Other workforce issues, drug shortages and price hikes are also top of mind, Premier's Fall 2016 Economic Outlook shows.

Beth Jones Sanborn, Managing Editor

Staffing shortages are top of mind for C-suite executives, with 41 percent of those surveyed for the Fall 2016 Premier Inc Economic Outlook calling it their biggest concern and the issue that will have the biggest impact on their system's ability to deliver care.

That figure shot up 42 percent from the Spring 2016 outlook, results show. Health reform also topped worries, with 24 percent saying that would impact them most, followed by innovations in population health. Other concerns included drug shortages and emerging technology.

The survey polled healthcare executives on the biggest issues facing their supply chains and health systems as a whole. The most recent survey represents 52 health system C-suite executives across the United States.

Key findings also show workforce worries in other areas. The study found 72 percent of executives surveyed said they think the current supply of primary care physicians will not meet their needs over the next three years, and 51 percent don't have enough nurse practitioners, physicians and other healthcare extenders.

[Also: Most hospitals fall short of national staffing guidelines for palliative care, study shows]

Transitioning from volume to value-based care is proving at least somewhat successful, respondents said. Results showed success in two major areas: 81 percent of execs surveyed are managing the transition from fee-for-service to alternative payment models and 94 percent said they are successfully reporting performanced-based metrics.

Drug costs and shortages have been a consistent concern for execs over the past year, and that trend continues. Over the past year, more than 90 percent said price increases and drug shortages posed big issues for their organizations, and that figure held for the Fall 2016 outlook results.

_AVAILABLE DATA:_
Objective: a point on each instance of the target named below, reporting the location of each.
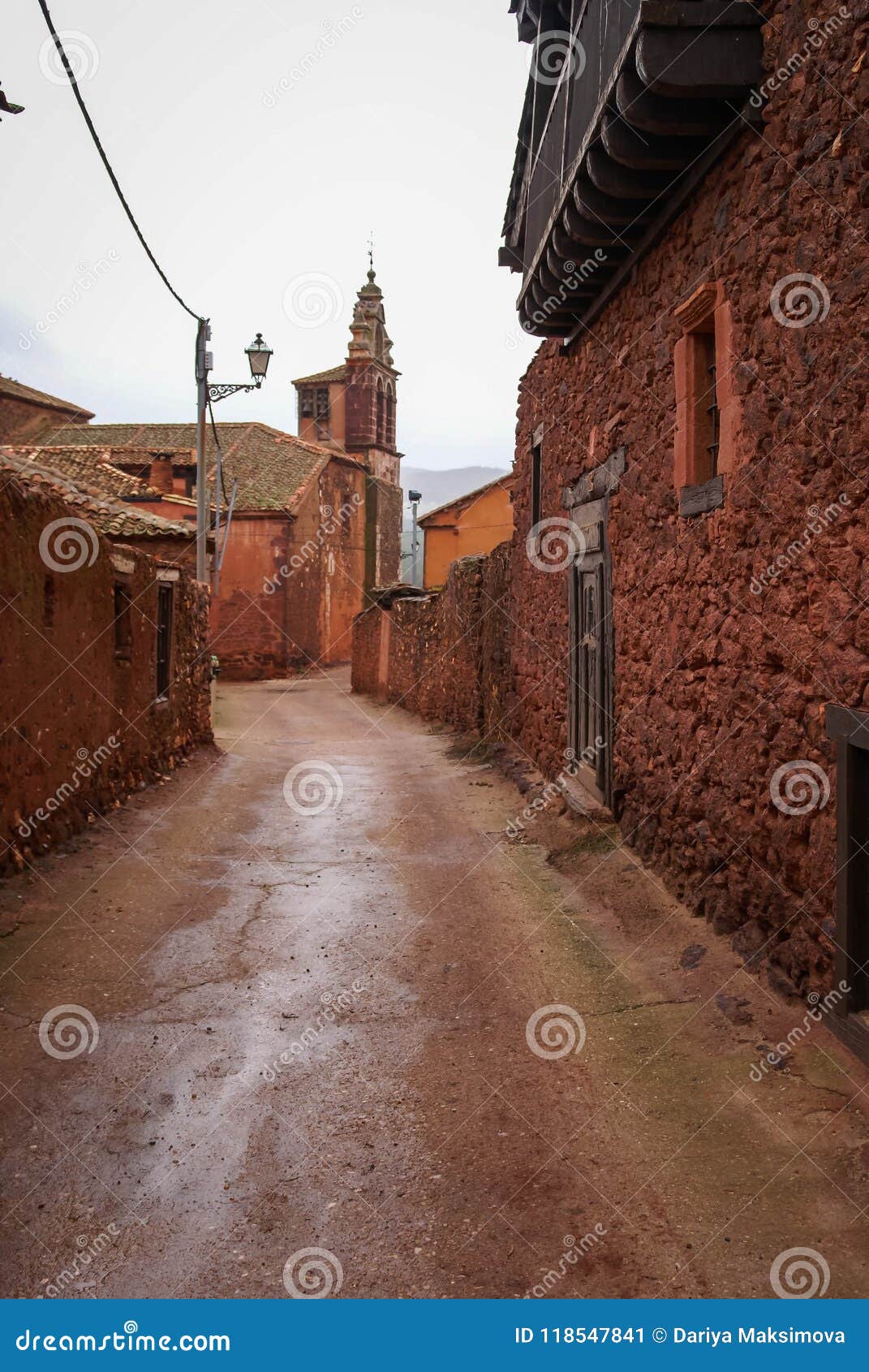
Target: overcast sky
(260, 145)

_THE TASK:_ Can you rewrite the paragraph of the survey article that begins "Key findings also show" as a short bulleted list that keeps its main facts? The listing is material separate from the survey article.

_ANSWER TO THIS EXERCISE:_
- Executives also reported workforce concerns in other areas.
- 72 percent expect the supply of primary care physicians to fall short of their needs over the next three years.
- 51 percent lack enough nurse practitioners, physicians and other healthcare extenders.